Give back the records below exactly, every one, with no pictures.

* START Source material *

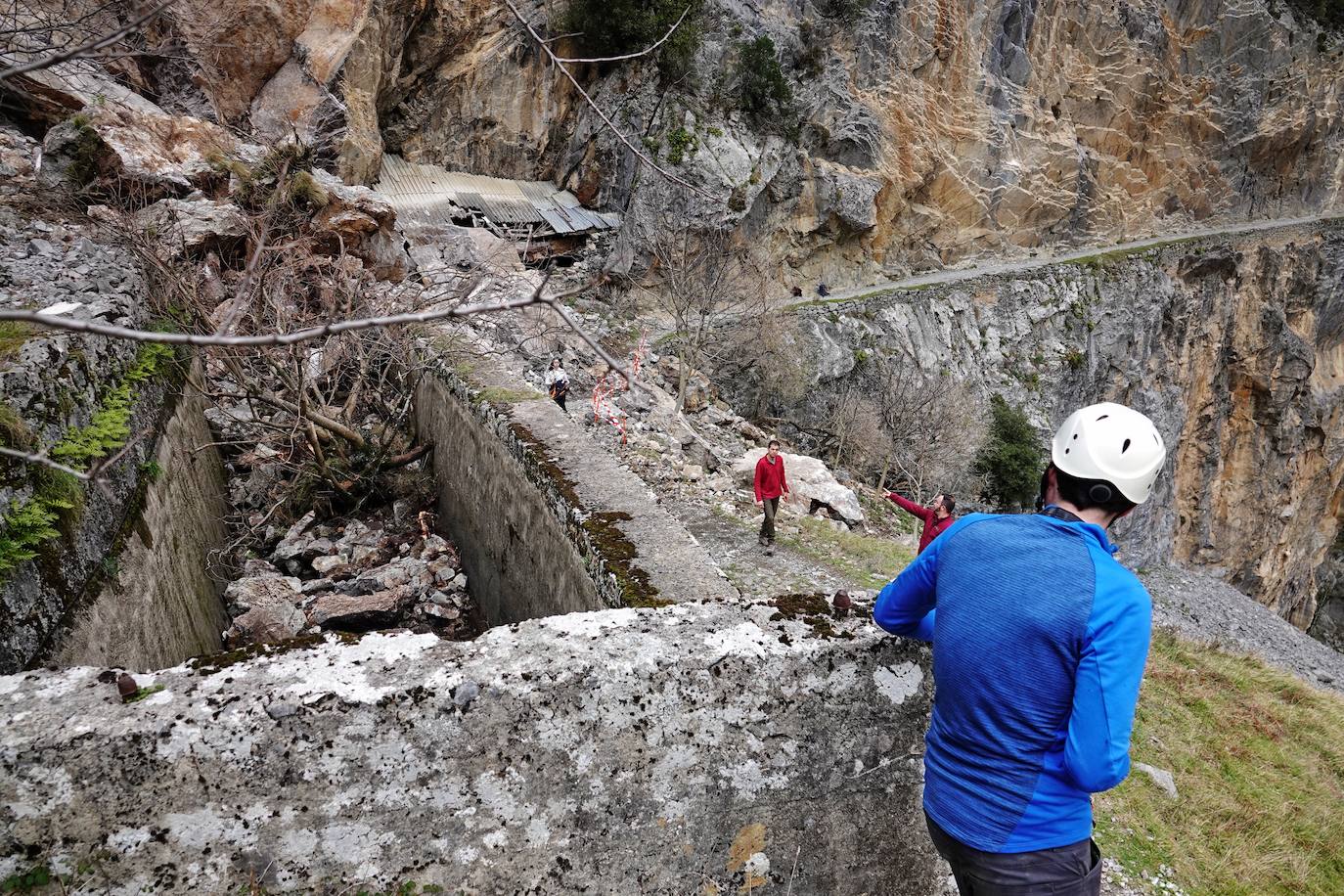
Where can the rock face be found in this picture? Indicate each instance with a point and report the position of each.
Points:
(1232, 345)
(53, 384)
(924, 130)
(809, 484)
(615, 751)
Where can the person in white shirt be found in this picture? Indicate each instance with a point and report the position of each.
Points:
(558, 383)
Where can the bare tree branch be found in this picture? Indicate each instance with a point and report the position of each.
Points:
(85, 49)
(601, 113)
(631, 55)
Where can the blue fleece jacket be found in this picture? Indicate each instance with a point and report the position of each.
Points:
(1039, 641)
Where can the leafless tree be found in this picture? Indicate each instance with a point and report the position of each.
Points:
(931, 424)
(706, 281)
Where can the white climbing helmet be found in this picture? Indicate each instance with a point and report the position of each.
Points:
(1114, 443)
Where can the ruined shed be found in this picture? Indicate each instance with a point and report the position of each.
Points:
(428, 199)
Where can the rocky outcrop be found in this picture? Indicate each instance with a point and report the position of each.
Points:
(811, 486)
(923, 130)
(356, 575)
(141, 154)
(723, 744)
(1232, 345)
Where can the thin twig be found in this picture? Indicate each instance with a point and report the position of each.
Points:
(599, 109)
(46, 461)
(83, 50)
(631, 55)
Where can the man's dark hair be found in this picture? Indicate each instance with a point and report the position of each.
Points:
(1086, 495)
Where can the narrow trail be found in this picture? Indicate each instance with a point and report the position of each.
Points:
(985, 267)
(733, 544)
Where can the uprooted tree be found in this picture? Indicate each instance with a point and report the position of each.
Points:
(707, 284)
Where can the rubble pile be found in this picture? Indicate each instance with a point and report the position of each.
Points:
(358, 575)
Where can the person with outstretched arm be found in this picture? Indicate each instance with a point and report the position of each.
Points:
(1039, 640)
(937, 517)
(770, 484)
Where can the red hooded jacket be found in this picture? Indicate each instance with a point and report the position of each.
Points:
(769, 481)
(933, 525)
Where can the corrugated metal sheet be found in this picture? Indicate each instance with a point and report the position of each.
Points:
(431, 197)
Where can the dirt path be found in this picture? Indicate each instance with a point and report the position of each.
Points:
(733, 544)
(1043, 258)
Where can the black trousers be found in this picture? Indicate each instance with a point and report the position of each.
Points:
(1063, 871)
(768, 524)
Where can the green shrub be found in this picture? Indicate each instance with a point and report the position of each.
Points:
(13, 336)
(1012, 458)
(111, 425)
(682, 144)
(764, 93)
(615, 27)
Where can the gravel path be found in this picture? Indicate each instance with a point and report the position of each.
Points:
(980, 267)
(733, 544)
(1203, 607)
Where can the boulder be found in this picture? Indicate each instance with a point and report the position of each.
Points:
(360, 222)
(809, 479)
(143, 155)
(270, 610)
(359, 611)
(191, 226)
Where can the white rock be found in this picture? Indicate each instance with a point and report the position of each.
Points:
(327, 564)
(809, 479)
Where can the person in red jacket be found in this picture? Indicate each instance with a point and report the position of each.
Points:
(769, 485)
(937, 516)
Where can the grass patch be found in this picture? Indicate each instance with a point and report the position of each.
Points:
(111, 425)
(58, 500)
(502, 395)
(25, 527)
(143, 692)
(13, 336)
(1258, 760)
(866, 560)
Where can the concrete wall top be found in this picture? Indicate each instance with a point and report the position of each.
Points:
(617, 511)
(689, 748)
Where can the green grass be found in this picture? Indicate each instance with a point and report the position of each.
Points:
(502, 395)
(13, 336)
(867, 560)
(1258, 760)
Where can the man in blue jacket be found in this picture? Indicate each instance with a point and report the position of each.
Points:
(1039, 641)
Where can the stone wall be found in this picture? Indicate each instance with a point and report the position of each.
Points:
(135, 550)
(701, 747)
(919, 132)
(1232, 344)
(519, 484)
(158, 605)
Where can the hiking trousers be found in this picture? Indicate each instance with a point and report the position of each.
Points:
(770, 507)
(1063, 871)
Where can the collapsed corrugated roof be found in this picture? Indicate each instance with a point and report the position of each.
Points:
(431, 197)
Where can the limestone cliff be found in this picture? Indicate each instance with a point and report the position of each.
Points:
(1232, 345)
(926, 129)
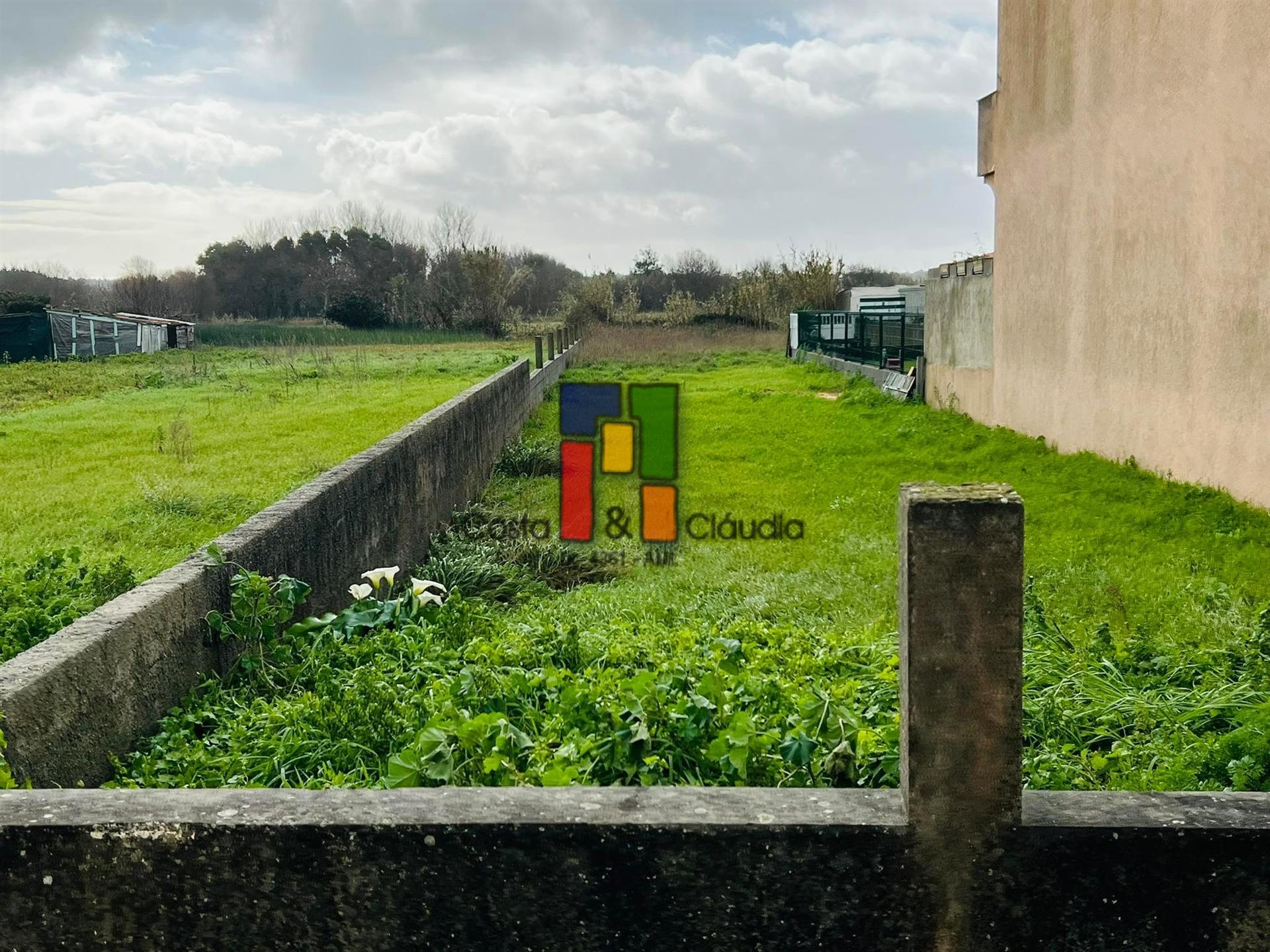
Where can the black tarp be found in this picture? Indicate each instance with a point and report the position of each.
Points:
(26, 337)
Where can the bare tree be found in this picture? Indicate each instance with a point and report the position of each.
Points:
(454, 229)
(139, 290)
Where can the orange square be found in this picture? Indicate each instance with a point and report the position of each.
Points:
(658, 514)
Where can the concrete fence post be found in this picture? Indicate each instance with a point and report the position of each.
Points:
(960, 686)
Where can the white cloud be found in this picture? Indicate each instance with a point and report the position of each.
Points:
(586, 130)
(97, 227)
(45, 114)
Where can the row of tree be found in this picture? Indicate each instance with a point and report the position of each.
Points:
(371, 270)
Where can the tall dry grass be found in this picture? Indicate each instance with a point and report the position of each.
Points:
(610, 342)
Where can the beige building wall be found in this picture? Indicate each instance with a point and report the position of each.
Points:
(1128, 146)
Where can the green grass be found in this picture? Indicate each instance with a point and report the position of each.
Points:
(148, 457)
(290, 334)
(774, 663)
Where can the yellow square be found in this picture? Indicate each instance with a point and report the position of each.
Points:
(619, 447)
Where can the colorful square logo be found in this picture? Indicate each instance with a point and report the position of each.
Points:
(599, 438)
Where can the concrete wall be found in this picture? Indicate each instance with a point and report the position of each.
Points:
(1132, 303)
(853, 368)
(605, 869)
(959, 340)
(958, 859)
(99, 684)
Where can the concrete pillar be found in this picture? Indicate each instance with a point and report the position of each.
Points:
(960, 684)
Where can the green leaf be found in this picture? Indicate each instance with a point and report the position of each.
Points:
(403, 770)
(798, 749)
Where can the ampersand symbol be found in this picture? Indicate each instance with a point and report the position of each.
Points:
(619, 524)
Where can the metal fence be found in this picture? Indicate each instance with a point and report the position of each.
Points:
(889, 340)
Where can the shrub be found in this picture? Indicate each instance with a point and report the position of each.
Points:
(357, 310)
(530, 457)
(7, 781)
(48, 594)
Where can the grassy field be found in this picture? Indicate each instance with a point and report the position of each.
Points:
(766, 662)
(116, 469)
(298, 334)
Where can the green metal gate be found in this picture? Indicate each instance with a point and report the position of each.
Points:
(886, 338)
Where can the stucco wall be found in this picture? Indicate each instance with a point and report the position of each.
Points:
(1132, 294)
(959, 343)
(95, 687)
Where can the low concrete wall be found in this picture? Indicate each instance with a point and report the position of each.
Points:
(632, 869)
(958, 859)
(874, 374)
(99, 684)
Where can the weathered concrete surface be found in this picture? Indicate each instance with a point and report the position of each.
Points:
(1129, 147)
(97, 687)
(960, 684)
(851, 367)
(601, 869)
(959, 340)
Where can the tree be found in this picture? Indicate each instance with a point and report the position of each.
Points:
(697, 273)
(139, 290)
(357, 310)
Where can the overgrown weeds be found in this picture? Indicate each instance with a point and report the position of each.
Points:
(48, 593)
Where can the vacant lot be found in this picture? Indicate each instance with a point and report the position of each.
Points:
(763, 662)
(116, 469)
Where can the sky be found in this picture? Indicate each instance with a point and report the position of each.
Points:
(583, 130)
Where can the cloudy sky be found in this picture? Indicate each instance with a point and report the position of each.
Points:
(586, 130)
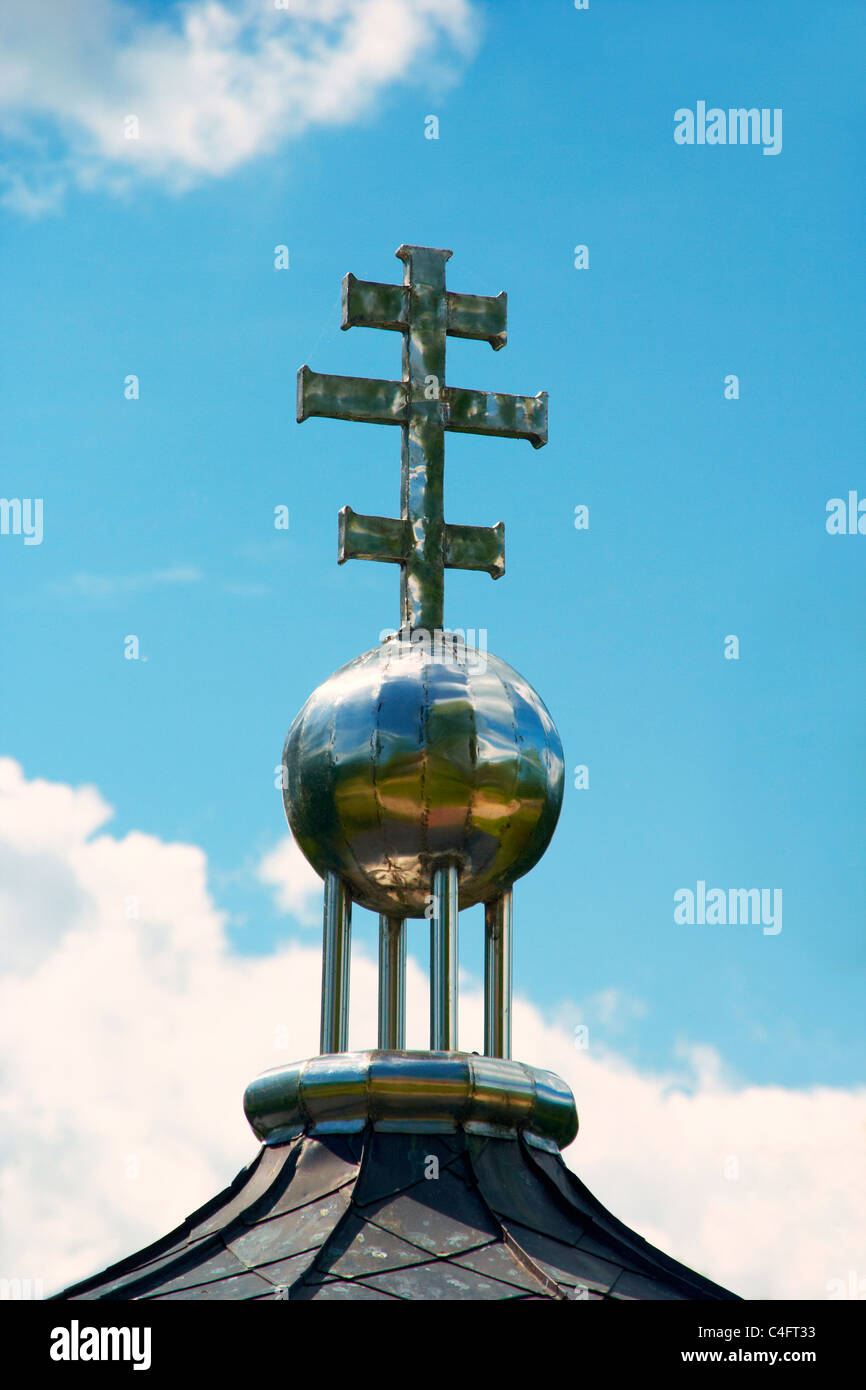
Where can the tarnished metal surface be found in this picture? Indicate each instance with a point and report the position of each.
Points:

* END Source material *

_The answer:_
Where can the rock face be found in this picture? Indicate each instance with a point and report the position of each.
Points:
(1232, 345)
(53, 384)
(924, 130)
(809, 484)
(615, 751)
Where can the person in white shirt be found in this picture? Indicate each instance with a point and report the position of each.
Points:
(558, 383)
Where can the bare tree branch be found in this picture? Indicate each instance with a point and report the position of each.
Points:
(85, 49)
(601, 113)
(631, 55)
Where can the blue fleece jacket be found in this picture? Indicate each instance with a point and report the position of each.
Points:
(1039, 641)
Where can the leafless tree be found in this picture? Indicate each instance with a point and report the position of each.
Points:
(931, 424)
(706, 281)
Where can the white climbing helmet be found in this picture? Indicate each instance with a point and report the position of each.
Points:
(1114, 443)
Where can the ruined shed be found in this picture? Indicate each instance with a point and report the position of each.
Points:
(428, 199)
Where can the rocky outcrop be found in this picture? Indicate each instance with a point and report the position of each.
Points:
(811, 486)
(923, 130)
(356, 575)
(141, 154)
(723, 744)
(1232, 345)
Where can the thin twig be found in this picture? Indicate each instance with a point and report the position of each.
Points:
(599, 109)
(46, 461)
(83, 50)
(631, 55)
Where can the man's dark hair be found in this picture? Indicate each instance with a point and report the position of each.
Points:
(1086, 495)
Where can the narrow trail be found in this picture? Indicate each instance with a point and report the position of each.
Points:
(985, 267)
(733, 544)
Where can the uprooted tree be found in this picture? Indicate each instance with a point and report the position of each.
Points:
(707, 284)
Where can the rubble pile be found in this picture? Indicate each instance with a point and report the position of each.
Points:
(358, 575)
Where can the person with outstretched arm be found in this picture? Indicate each instance with a point and report the position of each.
Points:
(1039, 640)
(937, 517)
(770, 484)
Where can the red hooded jacket be found in this picture? Indicate each instance with a point and report the position of each.
Points:
(769, 481)
(933, 525)
Where can the corrugated metal sheet be found in this picture? Indicate each instance with a point and report the position of each.
Points:
(431, 197)
Where can the dirt path be found in this picture? Indicate each instance with a point and report the position of each.
Points:
(733, 544)
(1043, 258)
Where can the black trousers be found in this picture? Indicate each instance with a point and report the position of each.
Points:
(1063, 871)
(768, 524)
Where can the green shrub be found in this picture? Indicate each instance with a point and report the position of each.
Points:
(13, 336)
(1012, 458)
(111, 425)
(682, 144)
(764, 93)
(615, 27)
Where can the gravel path be found in this picture? Indicate each instance with a point and report the position of each.
Points:
(980, 267)
(733, 544)
(1203, 607)
Where can the boulder be found in this picture? Indicate each instance with a point and report the position of each.
Points:
(360, 222)
(809, 479)
(143, 155)
(270, 610)
(359, 611)
(191, 226)
Where can the white rock be found in this picture? Indicate each instance with a point and report the position of each.
Points:
(327, 564)
(809, 479)
Where can the person in red jacket be found in this picture? Indicate each instance with a point and report the position of each.
Points:
(769, 485)
(937, 516)
Where can the grass patch be found in this picture? Indicate each instance with a point and report the position of each.
Points:
(111, 425)
(58, 500)
(502, 395)
(25, 527)
(143, 692)
(13, 336)
(1258, 760)
(866, 560)
Where can the concrete wall top be found in this picture? Indicate each instance with a point and report the position of each.
Points:
(617, 511)
(689, 748)
Where can the green grass be found in this picture? Indicate each instance with a point and report the position of each.
Points:
(502, 395)
(13, 336)
(867, 560)
(1258, 760)
Where can the man in blue jacket be found in this picture? Indicate each instance with a point and report the position of each.
Points:
(1039, 641)
Where can the stone wall be found in this picture? Indicate each instance with a point and report the position of each.
Points:
(135, 550)
(701, 747)
(919, 132)
(1232, 344)
(519, 484)
(158, 605)
Where can the hiking trousers be found in this picture? Indicate each instance with a point and report the position of each.
Points:
(770, 507)
(1063, 871)
Where can the collapsed corrugated roof be found in this picture? Indicate each instance with a point and report the position of each.
Points:
(431, 197)
Where can the limestone cliff be found in this picture? Indicate each instance with a point and report the position of each.
Points:
(1232, 345)
(926, 129)
Where can the black tarp be found in this picture? Indicate each instance with a point and report the position of each.
Points:
(26, 337)
Where can the bare tree be found in this picture? Indicate each instance with a point and report the position of each.
Points:
(454, 229)
(139, 290)
Where can the orange square be found in this picture? Indicate each instance with a point and report the position of each.
Points:
(658, 514)
Where can the concrete fence post be found in this picture? Indicate each instance with a point and report the position of each.
Points:
(960, 686)
Where can the white cloud be found in this picture? Indicate each instance with a point and report the position of each.
Points:
(586, 130)
(97, 227)
(45, 114)
Where can the row of tree be found in this picture? Indicate each instance with a point and report the position of each.
Points:
(371, 270)
Where can the tall dry grass be found in this picture? Indicate each instance with a point and report the position of each.
Points:
(610, 342)
Where can the beige building wall be found in this picture? Indicate each instance with a point and report the position of each.
Points:
(1128, 146)
Where can the green grass be found in this picture? Indicate each instance with a point and report the position of each.
Points:
(148, 457)
(290, 334)
(774, 663)
Where can the yellow square be found in this picture? Indicate each instance with a point and report the position of each.
Points:
(619, 447)
Where can the colorful square logo be found in this picture? Indicate each instance with a point and report the position of each.
Points:
(599, 438)
Where can the concrete wall be found in this picture? Indicate each instance with a point and report the position of each.
Points:
(1132, 303)
(853, 368)
(605, 869)
(959, 340)
(958, 859)
(99, 684)
Where can the concrete pillar be found in this picture? Indicate each instance with a point and report the position of each.
Points:
(960, 684)
Where can the green leaf be found in this picture? Indicate each instance with a point and report the position of each.
Points:
(403, 770)
(798, 749)
Where can the ampersand symbol be found in this picture? Indicate each instance with a point and report the position of each.
Points:
(619, 524)
Where can the metal fence be found in this picture? Indicate each instance with a point and report the position of each.
Points:
(889, 340)
Where can the shrub be found in this picture? Indicate each instance with a point and report the position of each.
Points:
(357, 310)
(530, 457)
(7, 781)
(48, 594)
Where can the grassy field be found in this picture? Indicate each instance with a point and report the position of each.
Points:
(766, 662)
(116, 469)
(298, 334)
Where can the green metal gate be found in this picture? Indicate each instance with a point and report the position of each.
Points:
(886, 338)
Where can the stucco wall be found in this picture? Indicate each instance with a point and report the position of each.
Points:
(1132, 294)
(959, 343)
(95, 687)
Where can the low concrete wall be found in this picture? Indicate each instance with a point and report the position of each.
Points:
(632, 869)
(958, 859)
(874, 374)
(99, 684)
Where can the weathered concrete surface be found in this picture? Indicate each instance with a point and report the position of each.
Points:
(1129, 147)
(97, 687)
(960, 684)
(851, 367)
(601, 869)
(959, 340)
Where can the tree be found in this picture? Indicate each instance with a point and report the position of each.
Points:
(697, 273)
(139, 290)
(357, 310)
Where can the overgrown weeds be found in this picture? Indicate each instance with a point and report the position of each.
Points:
(48, 593)
Where can the vacant lot be found in this picture? Indicate each instance with a point and report the position of each.
Points:
(763, 662)
(116, 469)
Where can the sky be found in this picture? Indicate each instance with a point and report the position of each.
Points:
(583, 130)
Where can the cloudy sky be found in this picture? Indicate each instance with a point and report the position of each.
Points:
(586, 130)
Where can the tarnished metal surface be found in this picture? Indicate each instance with a point and report the position of each.
Points:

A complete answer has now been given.